Segment Start: Text section
Image: An extracorporeal shock wave system treats DFUs (Photo courtesy of Sanuwave).
A novel extracorporeal shock wave system uses pulses of energy in the shock wave spectrum to mechanically stimulate the diabetic foot ulcer (DFU).
The Sanuwave (Suwanee, GA, USA) Dermapace System is based on pulsed acoustic cellular expression (PACE) technology, which utilizes high-energy acoustic pressure waves to produce compressive and tensile stresses on cells and tissue structures in order to elicit a series of biological responses that increase tissue perfusion and arteriogenesis, disrupt biofilm, initiate pro-inflammatory responses, invoke cytokine and chemokine effects, growth factor upregulation, and angiogenesis. The result is a regeneration of tissues such as skin, musculoskeletal, and vascular structures.
The system is intended for the treatment of chronic, full-thickness DFUs with wound areas measuring no larger than 16 cm2, which extend through the epidermis, dermis, tendon, or capsule, but without bone exposure. During treatment, the dermaPACE device pulse applicator is gently applied to the wound surface; an audible “popping” sound is generated until treatment end. In general, only a few treatments lasting just a few minutes are needed; however, treatment time, as well as the overall number of treatments, depends on the wound condition.
Segment End: Text section
Segment Start: Extracted data
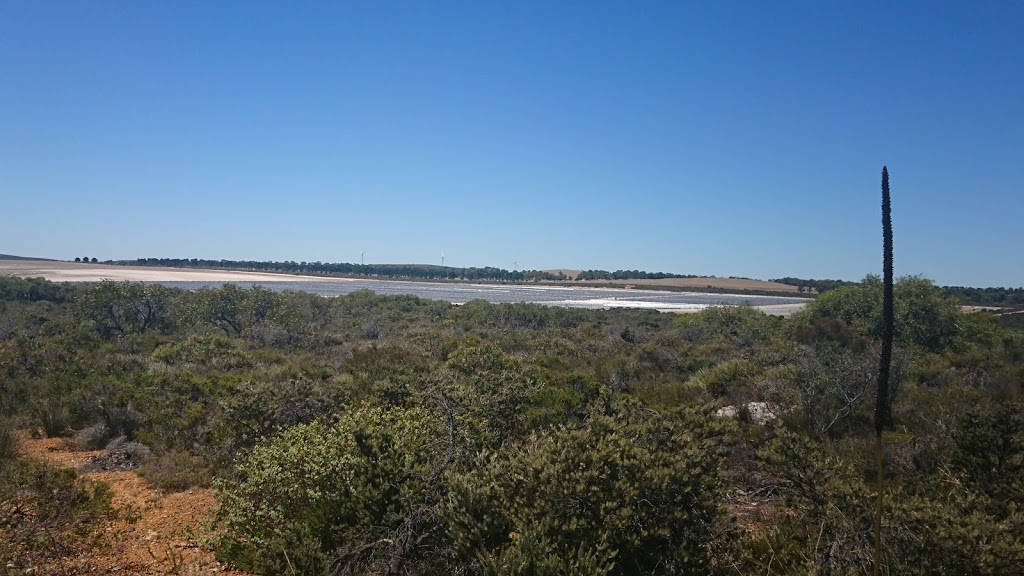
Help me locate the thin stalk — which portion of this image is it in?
[874,166,895,576]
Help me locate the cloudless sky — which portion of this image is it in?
[0,0,1024,286]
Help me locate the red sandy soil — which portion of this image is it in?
[20,434,246,576]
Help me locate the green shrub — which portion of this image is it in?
[0,417,18,460]
[444,404,723,574]
[216,408,439,574]
[0,459,115,574]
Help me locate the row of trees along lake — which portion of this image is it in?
[0,272,1024,575]
[112,258,1024,306]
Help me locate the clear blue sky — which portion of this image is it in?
[0,0,1024,286]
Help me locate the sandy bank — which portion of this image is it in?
[0,260,349,282]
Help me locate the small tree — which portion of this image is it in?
[874,166,895,576]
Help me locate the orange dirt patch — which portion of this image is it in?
[19,434,246,576]
[573,278,800,294]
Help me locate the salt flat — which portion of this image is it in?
[0,260,808,316]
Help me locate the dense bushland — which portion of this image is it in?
[0,278,1024,574]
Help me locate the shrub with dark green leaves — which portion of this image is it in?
[444,404,723,574]
[0,453,115,574]
[217,408,440,574]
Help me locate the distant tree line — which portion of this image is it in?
[123,258,566,282]
[577,270,714,280]
[770,276,858,294]
[941,286,1024,306]
[772,277,1024,306]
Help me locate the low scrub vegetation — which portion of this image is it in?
[0,278,1024,575]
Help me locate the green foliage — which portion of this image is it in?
[0,275,75,303]
[76,280,173,338]
[0,458,115,573]
[0,416,18,461]
[445,404,722,574]
[218,408,438,574]
[0,279,1024,574]
[807,276,963,352]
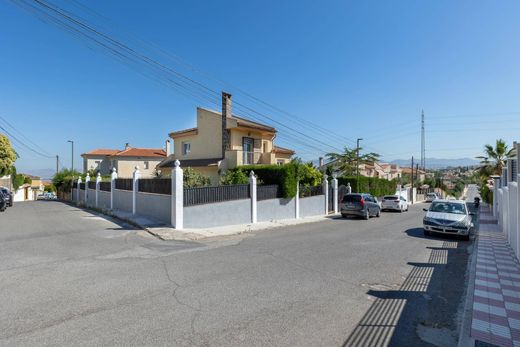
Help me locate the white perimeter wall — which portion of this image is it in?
[184,199,251,229]
[136,192,172,224]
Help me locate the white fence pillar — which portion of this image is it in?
[76,177,81,204]
[493,177,500,219]
[249,170,257,223]
[496,188,504,228]
[132,166,141,214]
[332,174,339,213]
[85,172,90,206]
[323,175,329,215]
[294,181,300,219]
[96,172,101,207]
[508,181,519,257]
[171,160,184,229]
[515,174,520,260]
[110,167,117,210]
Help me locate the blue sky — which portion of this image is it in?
[0,0,520,177]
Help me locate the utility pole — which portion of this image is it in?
[421,110,426,170]
[67,140,74,172]
[356,138,363,193]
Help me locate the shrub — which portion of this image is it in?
[182,167,211,188]
[229,163,297,198]
[220,170,249,185]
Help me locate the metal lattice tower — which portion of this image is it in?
[421,110,426,170]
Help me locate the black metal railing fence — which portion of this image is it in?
[184,184,250,206]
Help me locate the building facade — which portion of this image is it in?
[158,93,294,184]
[81,144,167,178]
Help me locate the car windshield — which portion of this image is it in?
[430,201,466,214]
[342,194,361,202]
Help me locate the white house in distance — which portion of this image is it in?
[81,143,170,178]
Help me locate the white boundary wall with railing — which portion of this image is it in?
[492,143,520,259]
[72,162,338,229]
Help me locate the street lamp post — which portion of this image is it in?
[356,138,363,193]
[67,140,74,172]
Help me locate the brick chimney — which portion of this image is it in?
[222,92,232,158]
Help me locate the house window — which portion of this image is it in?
[242,137,255,165]
[182,142,191,155]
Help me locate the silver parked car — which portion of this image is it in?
[423,199,474,240]
[341,193,381,219]
[381,195,408,212]
[426,193,439,202]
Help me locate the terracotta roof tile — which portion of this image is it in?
[82,147,166,158]
[273,146,294,154]
[84,148,119,155]
[112,147,166,158]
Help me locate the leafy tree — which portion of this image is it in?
[10,166,25,190]
[43,183,56,193]
[326,146,380,176]
[183,167,211,188]
[52,169,81,192]
[477,139,513,175]
[0,134,18,176]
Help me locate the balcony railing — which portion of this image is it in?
[241,151,262,165]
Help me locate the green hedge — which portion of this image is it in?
[232,164,297,198]
[338,176,397,196]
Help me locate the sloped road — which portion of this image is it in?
[0,201,471,346]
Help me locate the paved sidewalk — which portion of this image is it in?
[471,207,520,346]
[111,210,339,241]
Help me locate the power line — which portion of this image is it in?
[9,0,362,158]
[0,125,54,158]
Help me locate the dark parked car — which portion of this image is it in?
[0,187,14,207]
[341,193,381,219]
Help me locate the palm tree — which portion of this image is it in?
[477,139,513,175]
[326,146,380,176]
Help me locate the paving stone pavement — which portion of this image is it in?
[471,208,520,347]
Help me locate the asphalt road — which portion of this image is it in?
[0,201,472,346]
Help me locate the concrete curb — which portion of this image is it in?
[458,215,480,347]
[64,201,340,241]
[142,215,337,241]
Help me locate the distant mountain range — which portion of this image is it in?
[390,158,480,169]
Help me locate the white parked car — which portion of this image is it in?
[426,193,439,202]
[381,195,408,212]
[423,199,473,240]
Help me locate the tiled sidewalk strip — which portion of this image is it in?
[471,210,520,347]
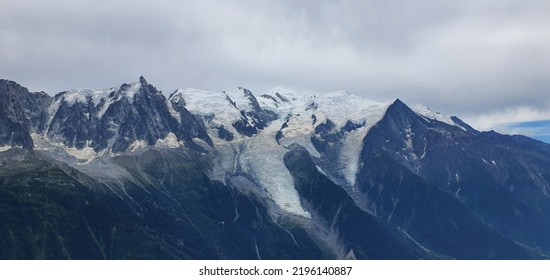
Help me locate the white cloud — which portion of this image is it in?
[0,0,550,129]
[464,106,550,137]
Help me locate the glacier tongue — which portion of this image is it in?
[237,121,311,218]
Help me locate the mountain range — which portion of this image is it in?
[0,77,550,259]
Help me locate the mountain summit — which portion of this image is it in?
[0,77,550,259]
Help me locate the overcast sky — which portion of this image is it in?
[0,0,550,139]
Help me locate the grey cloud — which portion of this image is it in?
[0,0,550,126]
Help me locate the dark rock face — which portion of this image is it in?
[232,88,277,137]
[357,98,550,259]
[0,77,550,259]
[47,77,211,153]
[0,80,50,150]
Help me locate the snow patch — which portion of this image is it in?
[128,140,149,152]
[411,104,466,131]
[0,146,19,152]
[155,132,181,148]
[65,147,97,163]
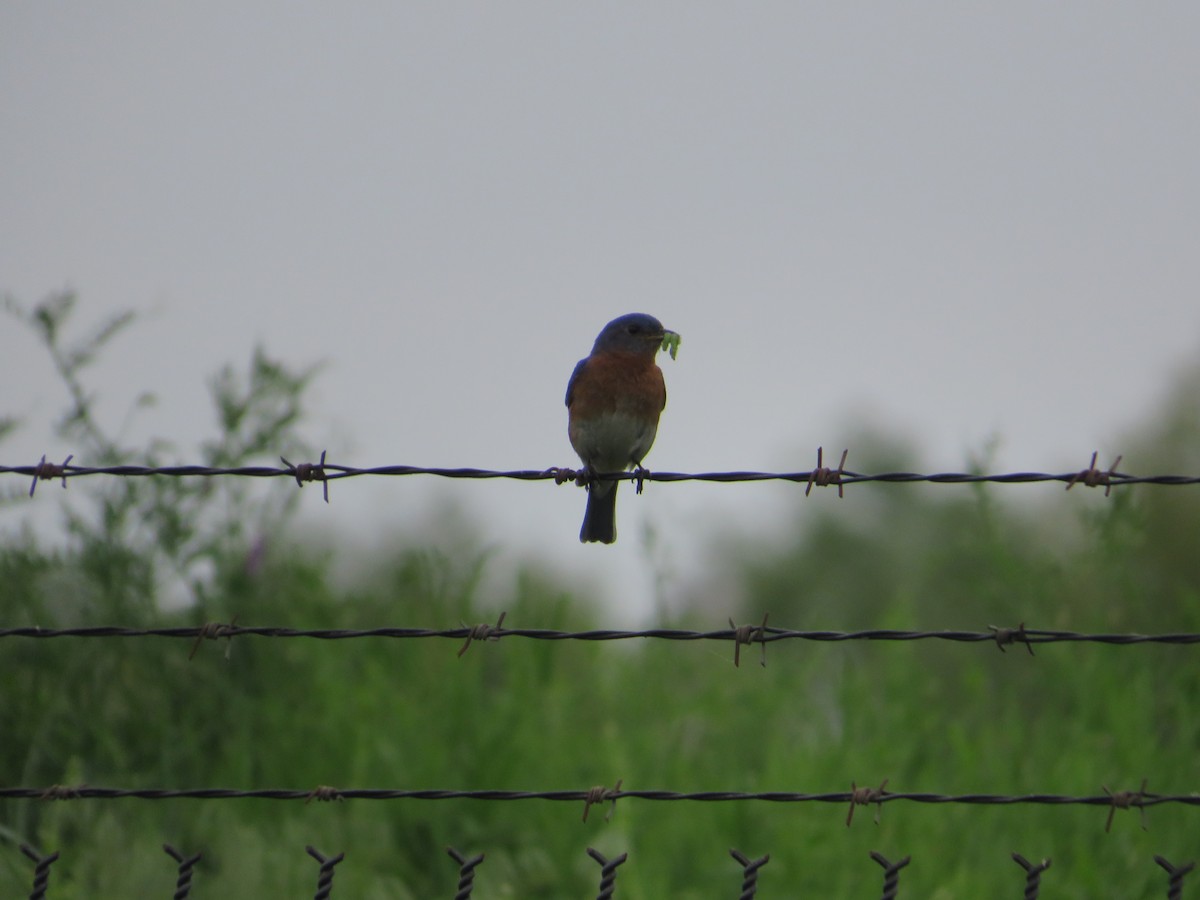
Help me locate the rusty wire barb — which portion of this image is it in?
[305,845,346,900]
[988,622,1033,656]
[1103,779,1153,833]
[871,850,912,900]
[1013,853,1050,900]
[583,778,624,822]
[162,844,202,900]
[1154,856,1196,900]
[804,446,850,499]
[304,785,346,806]
[730,612,770,668]
[9,458,1200,496]
[9,614,1200,655]
[280,450,329,503]
[29,454,74,497]
[730,850,770,900]
[846,779,888,828]
[1067,450,1121,497]
[458,612,508,659]
[187,616,238,660]
[20,844,59,900]
[588,847,629,900]
[446,847,484,900]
Segment End: Extracted data
• [Tasks to perform]:
- a) According to the text on the shock wave system for diabetic foot ulcers, what is the largest wound area the system is intended to treat?
- b) Write the next few sentences of the text on the shock wave system for diabetic foot ulcers, starting after its final sentence.
The entries play no part in what you are asked to do here.

• [Outputs for the tasks]:
- a) No larger than 16 cm2.

- b)
“Not all wounds, nor all patients are the same; therefore, each wound is treated on an individual basis, based on the treating physician’s knowledge and the treatment options available. Due to its non-invasive nature, the dermaPACE System does not prevent the use of other treatment options,” said Kevin Richardson II, CEO and chairman of the Board of Sanuwave. “The dermaPACE system offers the ability to manage the DFUs chronicity, and is a powerful tool in the clinician’s arsenal to achieve wound closure.”
Diabetes patients often suffer from nerve and circulation problems in the feet, which reduce their perception of pain. The nerve pathways that ensure that weight is automatically transferred from one foot to the other during prolonged standing are disrupted, and as a result, diabetics do not notice that their toes, heels, or the balls of their feet are too heavily loaded. The foot receives no relief, and due to the neuropathy, pressure sores, DFUs, and infections may go unnoticed. Serious cases may even lead to amputation.